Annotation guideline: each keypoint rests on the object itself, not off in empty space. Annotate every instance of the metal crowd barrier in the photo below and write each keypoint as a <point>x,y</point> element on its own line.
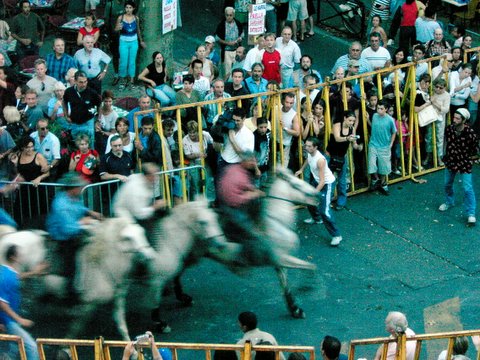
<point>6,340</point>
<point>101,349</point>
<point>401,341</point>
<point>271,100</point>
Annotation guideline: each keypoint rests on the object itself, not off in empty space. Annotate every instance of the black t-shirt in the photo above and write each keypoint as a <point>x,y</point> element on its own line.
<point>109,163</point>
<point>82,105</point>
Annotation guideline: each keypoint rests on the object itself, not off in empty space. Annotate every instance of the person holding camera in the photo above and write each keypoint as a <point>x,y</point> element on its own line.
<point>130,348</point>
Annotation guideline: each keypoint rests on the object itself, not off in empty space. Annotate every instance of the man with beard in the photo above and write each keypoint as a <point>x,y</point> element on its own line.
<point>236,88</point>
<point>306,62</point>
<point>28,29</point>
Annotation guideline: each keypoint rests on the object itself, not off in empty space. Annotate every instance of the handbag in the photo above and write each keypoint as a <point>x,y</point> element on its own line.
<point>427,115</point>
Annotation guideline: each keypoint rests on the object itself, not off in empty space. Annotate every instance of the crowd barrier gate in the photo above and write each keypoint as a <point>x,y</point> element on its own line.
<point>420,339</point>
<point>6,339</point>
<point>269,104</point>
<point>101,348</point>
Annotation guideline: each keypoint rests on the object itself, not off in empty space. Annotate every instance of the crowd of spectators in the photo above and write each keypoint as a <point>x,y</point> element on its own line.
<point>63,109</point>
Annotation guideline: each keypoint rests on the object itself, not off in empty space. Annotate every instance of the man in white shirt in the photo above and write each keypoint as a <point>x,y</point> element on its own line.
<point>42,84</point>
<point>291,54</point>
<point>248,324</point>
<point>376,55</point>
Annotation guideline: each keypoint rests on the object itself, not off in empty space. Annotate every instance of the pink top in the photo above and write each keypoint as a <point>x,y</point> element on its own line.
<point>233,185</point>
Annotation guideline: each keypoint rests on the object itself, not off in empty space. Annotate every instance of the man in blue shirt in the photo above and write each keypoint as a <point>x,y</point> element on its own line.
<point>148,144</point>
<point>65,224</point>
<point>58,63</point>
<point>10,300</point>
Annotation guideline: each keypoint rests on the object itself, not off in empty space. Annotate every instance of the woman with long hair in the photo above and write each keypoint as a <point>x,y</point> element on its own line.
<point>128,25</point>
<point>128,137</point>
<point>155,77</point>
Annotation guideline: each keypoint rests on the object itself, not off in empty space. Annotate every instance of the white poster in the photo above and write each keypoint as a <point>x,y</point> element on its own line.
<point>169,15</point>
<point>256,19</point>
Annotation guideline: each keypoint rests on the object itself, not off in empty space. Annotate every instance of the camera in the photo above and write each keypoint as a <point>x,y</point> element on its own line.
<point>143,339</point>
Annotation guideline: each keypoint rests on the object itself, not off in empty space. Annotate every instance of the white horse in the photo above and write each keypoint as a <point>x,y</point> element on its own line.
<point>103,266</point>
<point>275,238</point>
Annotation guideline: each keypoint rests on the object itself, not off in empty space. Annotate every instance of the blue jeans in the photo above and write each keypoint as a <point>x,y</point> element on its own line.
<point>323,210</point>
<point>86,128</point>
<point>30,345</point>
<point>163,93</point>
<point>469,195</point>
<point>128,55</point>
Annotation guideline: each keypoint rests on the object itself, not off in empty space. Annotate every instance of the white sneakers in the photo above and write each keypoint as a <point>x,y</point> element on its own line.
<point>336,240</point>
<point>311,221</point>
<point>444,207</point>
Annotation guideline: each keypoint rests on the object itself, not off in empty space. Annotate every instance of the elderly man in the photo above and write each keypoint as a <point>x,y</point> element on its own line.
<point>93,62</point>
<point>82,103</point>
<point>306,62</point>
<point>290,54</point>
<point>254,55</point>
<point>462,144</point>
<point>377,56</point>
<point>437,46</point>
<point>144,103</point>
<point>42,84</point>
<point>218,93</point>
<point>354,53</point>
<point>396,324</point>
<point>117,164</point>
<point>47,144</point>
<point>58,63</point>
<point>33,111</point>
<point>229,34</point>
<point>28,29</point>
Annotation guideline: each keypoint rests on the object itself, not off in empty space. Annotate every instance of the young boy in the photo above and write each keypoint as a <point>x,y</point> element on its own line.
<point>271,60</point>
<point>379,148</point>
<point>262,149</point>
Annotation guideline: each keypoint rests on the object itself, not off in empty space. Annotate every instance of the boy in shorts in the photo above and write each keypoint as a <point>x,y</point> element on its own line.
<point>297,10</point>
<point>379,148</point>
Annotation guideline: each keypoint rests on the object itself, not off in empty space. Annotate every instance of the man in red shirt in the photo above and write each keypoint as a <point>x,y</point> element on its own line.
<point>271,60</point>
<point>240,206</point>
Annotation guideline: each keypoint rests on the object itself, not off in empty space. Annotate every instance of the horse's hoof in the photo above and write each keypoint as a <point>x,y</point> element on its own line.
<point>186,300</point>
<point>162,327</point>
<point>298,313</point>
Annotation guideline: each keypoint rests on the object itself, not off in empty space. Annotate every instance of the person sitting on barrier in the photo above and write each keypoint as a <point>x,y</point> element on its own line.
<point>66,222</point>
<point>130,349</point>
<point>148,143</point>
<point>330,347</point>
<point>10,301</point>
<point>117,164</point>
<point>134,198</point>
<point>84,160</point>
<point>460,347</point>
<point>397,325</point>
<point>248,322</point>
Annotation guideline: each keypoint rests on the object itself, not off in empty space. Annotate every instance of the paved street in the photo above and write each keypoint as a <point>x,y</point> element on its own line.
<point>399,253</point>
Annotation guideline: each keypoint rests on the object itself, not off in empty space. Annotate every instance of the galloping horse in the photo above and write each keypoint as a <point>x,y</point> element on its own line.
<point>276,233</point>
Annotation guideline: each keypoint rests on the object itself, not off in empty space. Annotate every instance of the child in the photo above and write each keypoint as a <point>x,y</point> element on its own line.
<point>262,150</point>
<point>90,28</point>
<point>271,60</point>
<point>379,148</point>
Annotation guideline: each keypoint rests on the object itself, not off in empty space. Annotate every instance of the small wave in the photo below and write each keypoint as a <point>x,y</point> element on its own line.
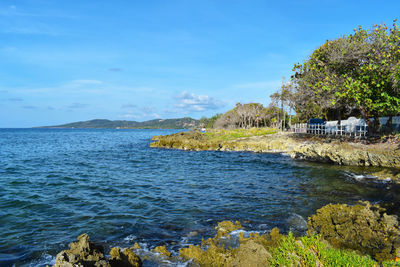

§

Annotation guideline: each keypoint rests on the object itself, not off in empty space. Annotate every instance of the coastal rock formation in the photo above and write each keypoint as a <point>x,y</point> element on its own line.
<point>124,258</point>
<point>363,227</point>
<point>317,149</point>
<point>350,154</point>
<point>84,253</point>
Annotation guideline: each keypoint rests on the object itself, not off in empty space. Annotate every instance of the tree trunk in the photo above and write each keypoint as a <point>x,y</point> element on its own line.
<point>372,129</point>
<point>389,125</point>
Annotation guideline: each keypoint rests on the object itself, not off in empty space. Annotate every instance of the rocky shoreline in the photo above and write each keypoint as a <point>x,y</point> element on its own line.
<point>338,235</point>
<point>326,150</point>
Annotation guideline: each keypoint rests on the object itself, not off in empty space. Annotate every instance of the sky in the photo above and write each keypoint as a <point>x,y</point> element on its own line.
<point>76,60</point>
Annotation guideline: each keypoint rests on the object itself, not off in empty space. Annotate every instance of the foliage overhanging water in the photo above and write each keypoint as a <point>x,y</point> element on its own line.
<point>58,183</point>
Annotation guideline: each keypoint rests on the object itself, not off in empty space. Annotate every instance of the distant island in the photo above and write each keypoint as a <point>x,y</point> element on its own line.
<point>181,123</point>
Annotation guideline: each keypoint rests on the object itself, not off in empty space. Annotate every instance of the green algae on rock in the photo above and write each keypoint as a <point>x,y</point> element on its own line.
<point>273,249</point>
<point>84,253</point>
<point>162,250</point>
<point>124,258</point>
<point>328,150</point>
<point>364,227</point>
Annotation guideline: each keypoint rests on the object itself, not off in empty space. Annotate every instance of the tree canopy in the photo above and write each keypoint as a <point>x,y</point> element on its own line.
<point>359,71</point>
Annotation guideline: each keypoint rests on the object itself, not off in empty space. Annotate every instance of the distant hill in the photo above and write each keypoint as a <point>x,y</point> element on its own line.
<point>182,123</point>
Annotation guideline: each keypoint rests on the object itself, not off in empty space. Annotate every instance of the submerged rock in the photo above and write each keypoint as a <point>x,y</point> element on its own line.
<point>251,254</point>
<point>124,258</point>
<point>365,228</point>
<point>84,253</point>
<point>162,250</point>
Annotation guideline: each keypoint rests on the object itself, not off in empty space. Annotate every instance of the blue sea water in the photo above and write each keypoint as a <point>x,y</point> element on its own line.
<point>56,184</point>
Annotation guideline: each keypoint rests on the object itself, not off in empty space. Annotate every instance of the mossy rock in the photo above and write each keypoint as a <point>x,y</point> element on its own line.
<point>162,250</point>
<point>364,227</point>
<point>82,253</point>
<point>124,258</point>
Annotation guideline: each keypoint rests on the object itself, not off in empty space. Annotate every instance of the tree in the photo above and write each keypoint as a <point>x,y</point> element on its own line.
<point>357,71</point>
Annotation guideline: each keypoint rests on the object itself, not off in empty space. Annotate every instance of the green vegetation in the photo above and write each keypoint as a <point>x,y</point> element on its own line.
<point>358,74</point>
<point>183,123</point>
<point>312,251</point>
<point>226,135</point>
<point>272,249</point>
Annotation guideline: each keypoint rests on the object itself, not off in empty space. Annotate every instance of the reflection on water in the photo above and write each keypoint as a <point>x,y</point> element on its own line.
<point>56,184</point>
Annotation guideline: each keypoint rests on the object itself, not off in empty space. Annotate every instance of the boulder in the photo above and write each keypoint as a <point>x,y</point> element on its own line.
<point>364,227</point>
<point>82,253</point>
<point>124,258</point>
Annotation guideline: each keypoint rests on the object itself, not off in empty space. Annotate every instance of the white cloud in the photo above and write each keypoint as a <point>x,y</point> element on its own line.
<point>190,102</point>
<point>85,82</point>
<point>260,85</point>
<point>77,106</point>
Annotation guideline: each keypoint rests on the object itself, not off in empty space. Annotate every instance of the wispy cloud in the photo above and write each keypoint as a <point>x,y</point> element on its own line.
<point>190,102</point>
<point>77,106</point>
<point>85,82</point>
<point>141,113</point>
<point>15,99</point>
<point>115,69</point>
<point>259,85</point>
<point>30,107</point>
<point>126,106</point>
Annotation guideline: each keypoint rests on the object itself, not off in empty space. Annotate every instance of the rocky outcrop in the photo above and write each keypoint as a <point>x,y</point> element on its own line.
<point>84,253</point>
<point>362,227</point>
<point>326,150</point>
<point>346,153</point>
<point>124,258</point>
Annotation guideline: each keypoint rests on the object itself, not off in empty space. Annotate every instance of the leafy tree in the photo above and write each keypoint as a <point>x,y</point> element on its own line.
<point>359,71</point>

§

**What the exercise asks**: Out of the material above, output word for word the line with "of the galloping", the line with "of the small", and all lines between them, with nothing else.

**Answer section**:
Annotation guideline: each keypoint rests on the object itself, not off in empty space. Annotate every instance of the galloping horse in the photo above and write each keypoint as a <point>x,y</point> element on its own line.
<point>276,233</point>
Annotation guideline: each keypoint rests on the object itself, not off in empty space. Annotate every instance of the child in the photo above and write each keypoint as a <point>x,y</point> element on its own line.
<point>262,150</point>
<point>90,28</point>
<point>271,60</point>
<point>379,148</point>
Annotation guideline: each keypoint rests on the object itself, not off in empty space. Annotate every instance of the small wave in the photo below and write each keypoint as a <point>x,y</point> element on its own line.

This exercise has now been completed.